- Location annotation dataset excerpts -
>> Begin

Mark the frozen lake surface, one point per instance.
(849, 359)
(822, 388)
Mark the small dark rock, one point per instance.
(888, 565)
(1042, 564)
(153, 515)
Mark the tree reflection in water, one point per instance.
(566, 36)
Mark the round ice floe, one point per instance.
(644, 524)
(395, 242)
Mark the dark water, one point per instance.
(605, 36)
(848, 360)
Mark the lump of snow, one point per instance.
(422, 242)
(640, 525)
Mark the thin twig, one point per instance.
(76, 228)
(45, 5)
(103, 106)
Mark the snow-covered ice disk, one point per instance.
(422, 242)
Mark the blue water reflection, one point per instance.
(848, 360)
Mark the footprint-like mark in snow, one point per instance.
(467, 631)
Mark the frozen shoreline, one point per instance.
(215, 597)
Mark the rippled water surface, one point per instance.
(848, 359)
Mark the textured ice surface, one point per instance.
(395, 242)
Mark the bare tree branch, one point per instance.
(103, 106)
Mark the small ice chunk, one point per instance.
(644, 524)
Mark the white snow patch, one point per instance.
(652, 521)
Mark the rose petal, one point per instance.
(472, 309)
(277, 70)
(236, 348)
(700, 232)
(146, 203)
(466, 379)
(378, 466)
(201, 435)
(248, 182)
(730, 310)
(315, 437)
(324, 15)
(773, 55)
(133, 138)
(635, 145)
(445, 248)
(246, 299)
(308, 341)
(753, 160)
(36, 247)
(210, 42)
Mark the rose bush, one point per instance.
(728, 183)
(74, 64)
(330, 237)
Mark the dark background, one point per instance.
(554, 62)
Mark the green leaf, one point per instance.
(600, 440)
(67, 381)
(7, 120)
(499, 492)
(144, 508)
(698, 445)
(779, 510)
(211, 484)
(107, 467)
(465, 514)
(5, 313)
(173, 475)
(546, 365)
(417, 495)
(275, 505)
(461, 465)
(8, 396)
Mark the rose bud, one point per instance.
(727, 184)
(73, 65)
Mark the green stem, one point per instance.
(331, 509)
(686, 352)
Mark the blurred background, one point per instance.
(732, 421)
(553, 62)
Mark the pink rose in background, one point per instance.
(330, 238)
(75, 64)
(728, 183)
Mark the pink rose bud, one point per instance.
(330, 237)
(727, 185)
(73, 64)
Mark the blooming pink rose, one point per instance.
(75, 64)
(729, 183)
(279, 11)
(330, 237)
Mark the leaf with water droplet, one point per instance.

>> End

- YOUR INSTRUCTIONS -
Rewrite the material above, changing every "one point per instance" to "one point for each instance" and leaving all else unchanged.

- TASK ANSWER -
Mark the frozen lake surface, one point for each instance.
(849, 359)
(822, 388)
Mark the small dark rock, one point for each instance.
(888, 565)
(1042, 564)
(153, 515)
Mark the tree reflection in water, one point for each instance.
(566, 36)
Mark the round ice floe, one point for each instance.
(644, 524)
(395, 242)
Mark the dark water, one point for each instance.
(605, 36)
(848, 360)
Mark the lump of snow, one point for each instance.
(422, 242)
(640, 525)
Mark the thin twig, one point for each instance.
(76, 228)
(45, 5)
(103, 106)
Mark the snow-covered ice disk, one point for each instance.
(422, 242)
Mark the blue water reflection, one point for each instance.
(848, 360)
Mark the footprint-like mark in snow, one point for each instance.
(467, 631)
Mark the frozen shoreline, one point for each instance.
(215, 597)
Mark the rippled water surface, one point for each instance.
(848, 359)
Mark the textured ice surface, one point for each instance.
(395, 242)
Mark the bare tree branch, one point for each instance.
(103, 106)
Mark the small ice chunk, one point for each instance.
(644, 524)
Mark the white snow patch, one point for each instance.
(652, 521)
Mark the rose petal, one point for each instance.
(472, 309)
(277, 70)
(236, 348)
(700, 232)
(146, 203)
(466, 379)
(378, 466)
(201, 435)
(248, 182)
(730, 310)
(315, 437)
(324, 15)
(773, 55)
(133, 138)
(635, 145)
(445, 248)
(246, 299)
(308, 341)
(753, 160)
(36, 247)
(210, 42)
Mark the rose bush, one point for each instance.
(728, 183)
(74, 64)
(330, 237)
Mark the dark background, one point for each instance.
(554, 62)
Mark the green leaf, one point for each instance.
(600, 440)
(67, 381)
(7, 120)
(499, 492)
(144, 508)
(698, 445)
(779, 510)
(211, 484)
(107, 467)
(465, 514)
(5, 313)
(173, 475)
(546, 365)
(417, 495)
(275, 505)
(461, 465)
(8, 396)
Mark the rose bud, one point for each instance.
(727, 184)
(73, 65)
Mark the green stem, one point for each instance.
(331, 509)
(686, 352)
Mark the blurred background, one point for each instance.
(732, 421)
(553, 62)
Mark the pink rose in background, one point for each instance.
(330, 238)
(75, 64)
(728, 183)
Mark the pink rose bud, one point for each instance.
(330, 237)
(727, 185)
(73, 64)
Mark the blooming pink rose, one point for each instance.
(75, 64)
(729, 183)
(279, 11)
(330, 237)
Mark the leaf with water droplet, one point for each instance.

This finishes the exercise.